Trecho do documento >>
┄┄┄┄┄┄

Passo pela sala do Barroco. Ribera, Murillo, e os flamengos Rubens e van Eyck. Quanta gente boa no pincel! E o italiano Tiepolo, já surgindo com temas mitológicos. Cores pálidas. Genial na composição, com enorme capacidade narrativa. Estendido sobre um pano, o amante do Deus Apolo, um jovem de pele clara e pose de abandono, agoniza. Mais uma vez, os Thyssen provam que tiveram faro e poder de compra. Dele compraram sua obra-prima.

A Morte de Jacinto. Giambatista Tiepolo. 1752-1753
Em seguida, o fotográfico Canaletto. Para mim, com mais valor documental do que outra coisa. Reconheço: há sol nos seus quadros. Consta que foi um dos primeiros a pintar ao ar livre e com ajuda de uma câmera escura. Com este recurso, conseguiu belas imagens urbanas, onde o horizonte é brumoso. Pode-se pensar até em uma sugestão para o futuro impressionismo.

"II Canale Grande a São Vio", Canaletto
 Passei para o primeiro andar. Um cafezinho para tomar fôlego. Espiei o catálogo: a temática ia mudar. Cenas cotidianas, paisagens, naturezas mortas.

┄┄┄┄┄┄

Requisitos da tarefa >> Reproduza fielmente a parte do trecho do documento que vai de "Passo pela sala" a "o futuro impressionismo.", com essas duas passagens incluídas.

[Registros de dados salvos]
┄┄┄┄┄┄

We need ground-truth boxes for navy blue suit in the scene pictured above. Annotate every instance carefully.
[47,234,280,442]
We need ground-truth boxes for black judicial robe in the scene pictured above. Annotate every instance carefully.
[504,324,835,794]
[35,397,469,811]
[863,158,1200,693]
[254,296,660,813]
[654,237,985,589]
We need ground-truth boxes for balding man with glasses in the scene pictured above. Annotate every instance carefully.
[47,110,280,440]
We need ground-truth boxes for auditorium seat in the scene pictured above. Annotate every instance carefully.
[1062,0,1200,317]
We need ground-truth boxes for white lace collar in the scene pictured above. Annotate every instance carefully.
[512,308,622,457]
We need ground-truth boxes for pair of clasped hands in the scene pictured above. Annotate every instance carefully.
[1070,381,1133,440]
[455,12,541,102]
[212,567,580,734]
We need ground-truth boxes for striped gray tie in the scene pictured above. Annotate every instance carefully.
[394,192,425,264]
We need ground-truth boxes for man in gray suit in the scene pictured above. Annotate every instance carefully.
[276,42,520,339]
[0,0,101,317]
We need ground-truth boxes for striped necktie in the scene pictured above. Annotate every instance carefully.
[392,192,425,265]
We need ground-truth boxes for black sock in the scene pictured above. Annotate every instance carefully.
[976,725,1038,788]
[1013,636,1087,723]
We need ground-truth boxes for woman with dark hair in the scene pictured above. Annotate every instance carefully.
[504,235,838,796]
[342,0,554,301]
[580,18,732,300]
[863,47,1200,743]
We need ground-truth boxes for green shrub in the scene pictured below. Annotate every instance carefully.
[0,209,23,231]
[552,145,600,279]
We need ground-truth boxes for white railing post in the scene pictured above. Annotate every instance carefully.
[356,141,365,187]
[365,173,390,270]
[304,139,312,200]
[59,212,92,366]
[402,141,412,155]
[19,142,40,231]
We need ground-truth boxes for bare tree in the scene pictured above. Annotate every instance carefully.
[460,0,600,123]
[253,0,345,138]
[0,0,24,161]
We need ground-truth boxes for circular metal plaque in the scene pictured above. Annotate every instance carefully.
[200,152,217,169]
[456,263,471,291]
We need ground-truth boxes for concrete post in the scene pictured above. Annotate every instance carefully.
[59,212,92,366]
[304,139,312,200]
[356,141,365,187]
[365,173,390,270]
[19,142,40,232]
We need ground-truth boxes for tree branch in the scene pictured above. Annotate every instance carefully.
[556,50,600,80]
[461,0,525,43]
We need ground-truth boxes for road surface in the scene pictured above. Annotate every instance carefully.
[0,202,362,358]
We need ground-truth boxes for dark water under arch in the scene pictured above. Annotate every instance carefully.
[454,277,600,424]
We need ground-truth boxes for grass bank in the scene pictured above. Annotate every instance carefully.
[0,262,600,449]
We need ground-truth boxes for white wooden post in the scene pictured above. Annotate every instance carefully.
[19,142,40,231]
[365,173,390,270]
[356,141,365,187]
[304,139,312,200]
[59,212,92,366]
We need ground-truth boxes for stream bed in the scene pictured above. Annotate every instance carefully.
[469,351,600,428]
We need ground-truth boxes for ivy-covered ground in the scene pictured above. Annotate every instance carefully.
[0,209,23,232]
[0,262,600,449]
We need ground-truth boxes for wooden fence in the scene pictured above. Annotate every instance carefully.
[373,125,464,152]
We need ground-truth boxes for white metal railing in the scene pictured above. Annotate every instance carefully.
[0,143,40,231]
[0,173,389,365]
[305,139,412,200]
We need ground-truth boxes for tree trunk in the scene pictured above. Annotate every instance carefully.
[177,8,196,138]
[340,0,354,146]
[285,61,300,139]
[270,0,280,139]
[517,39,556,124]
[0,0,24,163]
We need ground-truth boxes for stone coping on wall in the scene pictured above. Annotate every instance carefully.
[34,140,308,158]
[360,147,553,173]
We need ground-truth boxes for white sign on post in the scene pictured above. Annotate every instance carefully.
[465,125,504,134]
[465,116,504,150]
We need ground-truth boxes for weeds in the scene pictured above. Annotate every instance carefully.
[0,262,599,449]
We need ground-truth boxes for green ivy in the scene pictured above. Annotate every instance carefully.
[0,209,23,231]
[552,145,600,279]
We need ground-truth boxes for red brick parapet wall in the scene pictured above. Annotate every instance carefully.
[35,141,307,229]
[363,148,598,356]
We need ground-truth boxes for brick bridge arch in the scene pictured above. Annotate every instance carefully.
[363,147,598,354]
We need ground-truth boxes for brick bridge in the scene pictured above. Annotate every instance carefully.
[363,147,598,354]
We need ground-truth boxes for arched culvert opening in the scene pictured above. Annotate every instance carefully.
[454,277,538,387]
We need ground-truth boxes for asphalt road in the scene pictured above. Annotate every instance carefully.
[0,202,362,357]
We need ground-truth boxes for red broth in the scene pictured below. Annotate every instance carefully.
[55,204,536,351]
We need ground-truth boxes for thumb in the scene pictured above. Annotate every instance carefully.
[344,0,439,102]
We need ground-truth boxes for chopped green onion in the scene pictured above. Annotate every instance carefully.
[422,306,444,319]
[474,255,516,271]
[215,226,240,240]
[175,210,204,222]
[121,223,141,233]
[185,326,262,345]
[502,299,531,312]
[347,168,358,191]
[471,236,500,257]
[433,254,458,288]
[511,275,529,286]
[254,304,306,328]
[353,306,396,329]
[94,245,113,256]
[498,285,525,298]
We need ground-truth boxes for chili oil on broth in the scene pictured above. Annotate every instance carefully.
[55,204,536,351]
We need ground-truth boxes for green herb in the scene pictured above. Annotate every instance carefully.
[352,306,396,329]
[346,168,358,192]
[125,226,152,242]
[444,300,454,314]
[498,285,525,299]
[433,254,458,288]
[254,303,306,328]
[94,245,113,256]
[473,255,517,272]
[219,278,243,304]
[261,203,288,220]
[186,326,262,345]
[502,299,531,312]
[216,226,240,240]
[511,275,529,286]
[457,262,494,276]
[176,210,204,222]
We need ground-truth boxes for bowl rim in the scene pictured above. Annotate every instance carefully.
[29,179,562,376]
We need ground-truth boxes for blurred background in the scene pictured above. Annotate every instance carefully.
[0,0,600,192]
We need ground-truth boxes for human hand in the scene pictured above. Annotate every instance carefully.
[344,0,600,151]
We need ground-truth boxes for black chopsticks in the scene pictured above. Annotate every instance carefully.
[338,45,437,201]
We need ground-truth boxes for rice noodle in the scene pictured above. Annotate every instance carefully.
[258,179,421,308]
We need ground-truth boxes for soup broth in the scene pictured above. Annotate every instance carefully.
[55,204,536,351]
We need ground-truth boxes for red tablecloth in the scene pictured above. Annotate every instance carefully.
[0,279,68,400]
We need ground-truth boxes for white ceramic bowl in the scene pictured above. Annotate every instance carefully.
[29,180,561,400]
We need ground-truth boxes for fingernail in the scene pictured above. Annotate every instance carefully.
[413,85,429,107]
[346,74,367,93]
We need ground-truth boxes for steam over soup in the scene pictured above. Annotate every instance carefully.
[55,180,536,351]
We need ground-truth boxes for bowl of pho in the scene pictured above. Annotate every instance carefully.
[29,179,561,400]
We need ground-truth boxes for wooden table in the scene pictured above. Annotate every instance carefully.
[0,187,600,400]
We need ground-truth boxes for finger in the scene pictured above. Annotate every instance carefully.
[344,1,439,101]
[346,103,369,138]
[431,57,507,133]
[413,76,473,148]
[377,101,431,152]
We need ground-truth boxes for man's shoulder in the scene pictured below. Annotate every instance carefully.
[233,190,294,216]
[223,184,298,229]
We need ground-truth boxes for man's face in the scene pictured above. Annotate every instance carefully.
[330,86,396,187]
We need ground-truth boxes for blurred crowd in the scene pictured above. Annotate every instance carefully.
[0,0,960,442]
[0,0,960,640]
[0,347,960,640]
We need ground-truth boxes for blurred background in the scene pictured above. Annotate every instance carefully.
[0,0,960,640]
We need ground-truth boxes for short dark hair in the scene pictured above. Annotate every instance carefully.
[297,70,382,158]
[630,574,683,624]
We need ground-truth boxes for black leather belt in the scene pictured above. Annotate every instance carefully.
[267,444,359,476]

┄┄┄┄┄┄

Resposta escrita >>
Passo pela sala do Barroco. Ribera, Murillo, e os flamengos Rubens e van Eyck. Quanta gente boa no pincel! E o italiano Tiepolo, já surgindo com temas mitológicos. Cores pálidas. Genial na composição, com enorme capacidade narrativa. Estendido sobre um pano, o amante do Deus Apolo, um jovem de pele clara e pose de abandono, agoniza. Mais uma vez, os Thyssen provam que tiveram faro e poder de compra. Dele compraram sua obra-prima.

A Morte de Jacinto. Giambatista Tiepolo. 1752-1753
Em seguida, o fotográfico Canaletto. Para mim, com mais valor documental do que outra coisa. Reconheço: há sol nos seus quadros. Consta que foi um dos primeiros a pintar ao ar livre e com ajuda de uma câmera escura. Com este recurso, conseguiu belas imagens urbanas, onde o horizonte é brumoso. Pode-se pensar até em uma sugestão para o futuro impressionismo.